§ **What is asked**: Lay out all of the items below as a numbered list, leaving out any blank lines.

(Section of a data file)
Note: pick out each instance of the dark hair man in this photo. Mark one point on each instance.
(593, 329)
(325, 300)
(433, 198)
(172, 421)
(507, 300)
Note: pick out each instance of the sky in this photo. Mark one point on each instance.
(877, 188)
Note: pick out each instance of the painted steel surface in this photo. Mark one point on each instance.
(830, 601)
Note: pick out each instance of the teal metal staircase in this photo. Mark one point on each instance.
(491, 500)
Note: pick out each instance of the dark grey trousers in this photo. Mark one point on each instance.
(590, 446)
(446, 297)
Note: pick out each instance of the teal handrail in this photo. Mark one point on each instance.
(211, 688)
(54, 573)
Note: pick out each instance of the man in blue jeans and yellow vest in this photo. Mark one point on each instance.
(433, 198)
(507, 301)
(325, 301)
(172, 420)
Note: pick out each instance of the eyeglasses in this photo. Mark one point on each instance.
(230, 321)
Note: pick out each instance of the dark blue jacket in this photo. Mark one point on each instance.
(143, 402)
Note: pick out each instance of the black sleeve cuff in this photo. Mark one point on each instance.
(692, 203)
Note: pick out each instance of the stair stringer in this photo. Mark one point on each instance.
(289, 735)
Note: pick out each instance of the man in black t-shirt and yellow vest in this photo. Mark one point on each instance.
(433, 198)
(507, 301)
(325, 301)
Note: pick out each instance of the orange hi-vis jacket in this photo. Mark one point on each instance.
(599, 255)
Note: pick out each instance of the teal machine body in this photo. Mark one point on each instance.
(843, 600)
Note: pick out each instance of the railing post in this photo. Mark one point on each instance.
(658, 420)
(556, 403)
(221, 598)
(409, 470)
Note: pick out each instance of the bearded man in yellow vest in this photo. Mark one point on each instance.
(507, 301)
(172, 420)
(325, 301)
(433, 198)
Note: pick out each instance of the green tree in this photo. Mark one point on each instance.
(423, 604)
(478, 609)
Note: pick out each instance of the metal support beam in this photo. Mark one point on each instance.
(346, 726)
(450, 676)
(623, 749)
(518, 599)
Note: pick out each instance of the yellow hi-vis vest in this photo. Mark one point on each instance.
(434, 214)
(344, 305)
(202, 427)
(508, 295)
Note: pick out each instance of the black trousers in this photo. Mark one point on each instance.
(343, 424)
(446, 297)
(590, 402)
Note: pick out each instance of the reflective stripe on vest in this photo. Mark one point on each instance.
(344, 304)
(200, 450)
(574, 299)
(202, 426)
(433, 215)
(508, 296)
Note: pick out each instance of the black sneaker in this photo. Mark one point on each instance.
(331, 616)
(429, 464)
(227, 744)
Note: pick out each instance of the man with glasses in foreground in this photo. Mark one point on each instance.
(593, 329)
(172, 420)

§ **Answer to the task**:
1. Note: pick out each instance of the dark hair man in this photo. Mark one point on each instance.
2. (593, 329)
3. (325, 300)
4. (433, 198)
5. (172, 421)
6. (507, 300)
7. Note: pick out each instance of the sky in this photo. Mark one point on each instance.
8. (877, 188)
9. Note: pick out each instance of the painted steel surface in this photo. Mark one point on each instance.
10. (830, 601)
11. Note: pick out each instance of the teal metal staircase in this photo. Mark one point on each instance.
12. (491, 500)
13. Note: pick out each instance of the dark grey trousers in this photo. Mark one point on each instance.
14. (590, 446)
15. (446, 297)
16. Note: pick out each instance of the teal handrail in this photo. Mark one point on each instance.
17. (211, 688)
18. (54, 573)
19. Note: pick out each instance of the man in blue jeans and yellow vest in this photo. Mark one point on each instance.
20. (433, 198)
21. (507, 301)
22. (325, 301)
23. (172, 420)
24. Note: pick out each instance of the eyeglasses in this photo. Mark one point on each instance.
25. (230, 321)
26. Note: pick out each instance of the dark blue jacket in this photo. Mark one point on each instance.
27. (143, 402)
28. Note: pick out each instance of the black sleeve cuff in this photo. Mark one point on each instance.
29. (692, 203)
30. Note: pick out each instance of the stair stringer in this photo. Mark one point on each instance.
31. (289, 735)
32. Note: pick out each instance of the man in black t-shirt and yellow vest in this photo. Mark one point on each instance.
33. (433, 198)
34. (507, 301)
35. (325, 301)
36. Note: pick out each instance of the orange hi-vis jacket in this photo. Mark one point on each instance.
37. (599, 255)
38. Note: pick out each instance of the teal machine body in this photo. Mark one point on each instance.
39. (843, 600)
40. Note: pick out each instance of the railing post in this photo. Mark one point on each instance.
41. (658, 420)
42. (556, 403)
43. (221, 598)
44. (409, 470)
45. Note: pick out each instance of the bearded man in yellow vest in this photo. Mark one point on each instance.
46. (507, 301)
47. (172, 420)
48. (325, 301)
49. (433, 198)
50. Note: pick out each instance of the green tree in this photo. Mark one point on each instance.
51. (423, 604)
52. (478, 609)
53. Note: pick out each instance of the metal support beam in this photo. Mark one point on each instance.
54. (346, 726)
55. (450, 676)
56. (623, 749)
57. (518, 599)
58. Note: pick out each instance of the yellow hi-vis vest in this photo. Mark one point on each instance.
59. (434, 214)
60. (344, 305)
61. (202, 427)
62. (508, 295)
63. Note: pick out each instance of the black trousers in this photo. Mark one point on each instance.
64. (343, 424)
65. (446, 297)
66. (590, 402)
67. Note: pick out each instance of the reflective stripe on vest in this photo. Mark one point on each instance.
68. (344, 304)
69. (200, 450)
70. (574, 299)
71. (202, 426)
72. (433, 215)
73. (508, 296)
74. Note: pick out each instance of the black sneaker in this photo. Mark one point on each instance.
75. (331, 616)
76. (429, 464)
77. (227, 744)
78. Note: pick out each instance of the man with glasses in foreground in this photo. Mark one point on each instance.
79. (593, 329)
80. (172, 420)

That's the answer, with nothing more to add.